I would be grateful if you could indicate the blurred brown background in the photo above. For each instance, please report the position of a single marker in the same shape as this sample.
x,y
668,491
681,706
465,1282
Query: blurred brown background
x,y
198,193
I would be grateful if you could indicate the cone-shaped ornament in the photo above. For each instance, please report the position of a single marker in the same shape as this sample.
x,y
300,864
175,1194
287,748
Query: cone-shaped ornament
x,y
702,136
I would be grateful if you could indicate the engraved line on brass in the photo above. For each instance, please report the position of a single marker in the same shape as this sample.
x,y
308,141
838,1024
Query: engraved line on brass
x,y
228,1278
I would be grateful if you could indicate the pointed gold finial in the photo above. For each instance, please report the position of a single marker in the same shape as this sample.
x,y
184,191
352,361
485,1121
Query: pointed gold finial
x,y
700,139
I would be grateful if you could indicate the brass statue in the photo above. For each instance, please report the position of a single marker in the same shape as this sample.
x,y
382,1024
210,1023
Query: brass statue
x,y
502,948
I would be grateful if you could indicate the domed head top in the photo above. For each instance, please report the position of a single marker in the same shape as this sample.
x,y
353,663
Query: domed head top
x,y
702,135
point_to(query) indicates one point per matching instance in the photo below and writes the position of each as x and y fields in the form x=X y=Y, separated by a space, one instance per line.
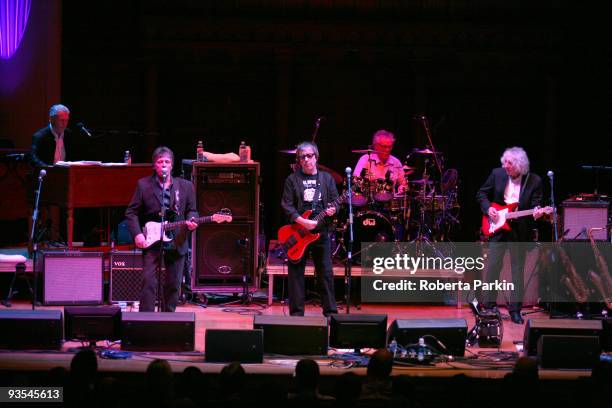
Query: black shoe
x=516 y=317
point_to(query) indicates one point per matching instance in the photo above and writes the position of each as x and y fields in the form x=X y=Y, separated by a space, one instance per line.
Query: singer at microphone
x=177 y=196
x=49 y=144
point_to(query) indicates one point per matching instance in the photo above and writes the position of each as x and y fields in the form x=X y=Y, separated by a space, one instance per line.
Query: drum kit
x=422 y=209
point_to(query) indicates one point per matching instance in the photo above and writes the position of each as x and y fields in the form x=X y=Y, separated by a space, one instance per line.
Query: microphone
x=83 y=129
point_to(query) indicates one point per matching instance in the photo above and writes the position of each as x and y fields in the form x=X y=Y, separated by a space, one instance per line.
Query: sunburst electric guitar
x=505 y=213
x=152 y=229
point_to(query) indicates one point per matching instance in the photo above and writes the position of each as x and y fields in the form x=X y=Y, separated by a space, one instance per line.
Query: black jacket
x=146 y=205
x=531 y=195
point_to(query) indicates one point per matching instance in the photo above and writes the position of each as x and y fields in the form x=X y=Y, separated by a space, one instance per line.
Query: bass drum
x=369 y=226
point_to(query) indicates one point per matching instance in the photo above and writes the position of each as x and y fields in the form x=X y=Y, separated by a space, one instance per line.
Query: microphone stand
x=41 y=174
x=349 y=256
x=552 y=202
x=162 y=232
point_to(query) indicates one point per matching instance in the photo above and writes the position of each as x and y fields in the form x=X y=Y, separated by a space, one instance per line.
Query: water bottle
x=243 y=152
x=200 y=151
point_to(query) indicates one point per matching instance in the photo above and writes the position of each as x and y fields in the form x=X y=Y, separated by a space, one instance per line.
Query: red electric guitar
x=506 y=212
x=294 y=238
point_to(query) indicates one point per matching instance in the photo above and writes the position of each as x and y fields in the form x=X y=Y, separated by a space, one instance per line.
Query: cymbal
x=421 y=181
x=337 y=177
x=425 y=151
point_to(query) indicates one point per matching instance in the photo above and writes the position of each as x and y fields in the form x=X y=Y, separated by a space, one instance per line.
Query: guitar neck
x=339 y=200
x=518 y=214
x=178 y=224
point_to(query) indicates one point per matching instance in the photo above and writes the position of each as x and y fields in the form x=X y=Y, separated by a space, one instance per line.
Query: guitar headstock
x=223 y=215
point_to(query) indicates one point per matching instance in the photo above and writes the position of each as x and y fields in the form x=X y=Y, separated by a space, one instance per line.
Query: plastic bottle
x=243 y=152
x=200 y=151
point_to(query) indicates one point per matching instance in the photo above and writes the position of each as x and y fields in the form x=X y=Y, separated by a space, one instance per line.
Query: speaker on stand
x=225 y=255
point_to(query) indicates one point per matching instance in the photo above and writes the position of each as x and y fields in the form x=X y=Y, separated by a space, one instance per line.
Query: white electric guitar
x=152 y=229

########################################

■ **Exercise task**:
Retype each entry precisely. Skip images entirely.

■ **Solution to the problem**:
I would be grateful if you could indicate the blurred brown background in the photo above. For each instance, please report the position of a single marker in the same shape as this sample.
x,y
668,491
681,706
465,1282
Query: blurred brown background
x,y
198,193
I would be grateful if you could indicate the cone-shaped ornament in the photo above. For each instance, please report the position of a single marker in the same shape as this sample.
x,y
300,864
175,1194
287,748
Query: cone-shaped ornament
x,y
702,136
I would be grateful if you could indicate the engraved line on brass in the photo above. For each instance, please report the position of a single marker in the same shape as this sample.
x,y
308,141
838,1024
Query: engraved line on brass
x,y
228,1278
I would be grateful if you could indicate the pointed gold finial in the photo above. For each instance, please report the position of a single marker in the same shape as this sample.
x,y
184,191
352,361
485,1121
Query: pointed gold finial
x,y
700,139
I would be grateful if you could indicate the brass statue in the photo above. For each instance, please report the position of a single marker in the same shape as this sample.
x,y
382,1024
210,1023
Query: brass statue
x,y
502,948
I would be grateful if you could indicate the domed head top in the photo above. For each instance, please report the position of a single marker in the same shape as this sample.
x,y
353,663
Query: domed head top
x,y
702,135
point_to(query) indicates one point per matching instance in the photo below and writes the position of each as x and y fields in the form x=X y=Y, separated by a space, one instance per line.
Query: black shoe
x=516 y=317
point_to(query) indicates one point per matching instance in the photo above and writes the position of each as x and y fields in the form x=X y=Y, separated by a space, one instance per line.
Query: singer at microphone
x=177 y=196
x=49 y=144
point_to(query) indicates one point per matching instance in the photo above and writes the position of each as x and y fields in the form x=X y=Y, separated by a space, one instance per line.
Query: drum kit
x=422 y=209
point_to(query) indicates one point per matching instance in the photo above and writes the position of each as x and y fields in the form x=X y=Y, separated by a space, one instance per line.
Query: microphone
x=83 y=129
point_to(query) indicates one point per matching instance in the photo above and writes the position of each as x and y fields in the form x=X y=Y, separated by a space, one instance per line.
Query: sunburst electric guitar
x=505 y=213
x=152 y=229
point_to(query) indicates one point per matching instance in the photo above and writes the position of each as x and y fields in the form x=X y=Y, separated by a space, one instance per line.
Query: black jacket
x=146 y=205
x=531 y=195
point_to(query) indicates one point per matching instance in the photo above and writes the position of each as x and y fields in the form x=X y=Y, separated by a space, one instance per line.
Query: bass drum
x=369 y=226
point_to(query) indicates one point per matching instance in the photo above and writes the position of each as x and y fields in the form x=X y=Y, separated by a space, one instance per line.
Query: microphone stand
x=41 y=174
x=349 y=256
x=552 y=202
x=162 y=232
point_to(query) indicates one point per matching instance in the photo above and writes the position of each as x and y fields in the form x=X y=Y, separated by a space, one instance per line.
Query: water bottle
x=243 y=152
x=200 y=151
point_to(query) indicates one point per matching instance in the photo above and writes the position of each as x and y fields in the form x=X y=Y, separated by a space, one instance per line.
Query: red electric guitar
x=506 y=212
x=294 y=238
point_to(query) indicates one point per matching instance in the photo above and writes the position of each as x and y fields in the form x=X y=Y, separated by a space, one instance per line.
Query: cymbal
x=421 y=181
x=337 y=177
x=425 y=151
point_to(query) indicates one point per matching instance in the photo above and writes the position of each as x and y fields in the form x=X y=Y, separated by a space, one instance per line.
Query: guitar neck
x=339 y=200
x=518 y=214
x=178 y=224
point_to(query) indicates one point per matching instance in the photo above and writes the position of each as x and y fields in the form x=X y=Y, separated by a space, one instance per line.
Query: guitar headstock
x=223 y=215
point_to(query) indicates one point per matching instance in the photo above and writes the position of each as x and y fields in the form x=X y=Y, separated by a space, one instance per line.
Query: plastic bottle
x=243 y=152
x=200 y=151
point_to(query) indicates one point per matching instance in the photo above and writes the position of each as x and y fields in the form x=X y=Y, separated by a space, one instance per line.
Query: speaker on stand
x=225 y=255
point_to(query) indicates one point per matching instance in the photo above and writes the position of each as x and y fields in the form x=X y=Y, separated by a space, one instance per line.
Query: white electric guitar
x=152 y=229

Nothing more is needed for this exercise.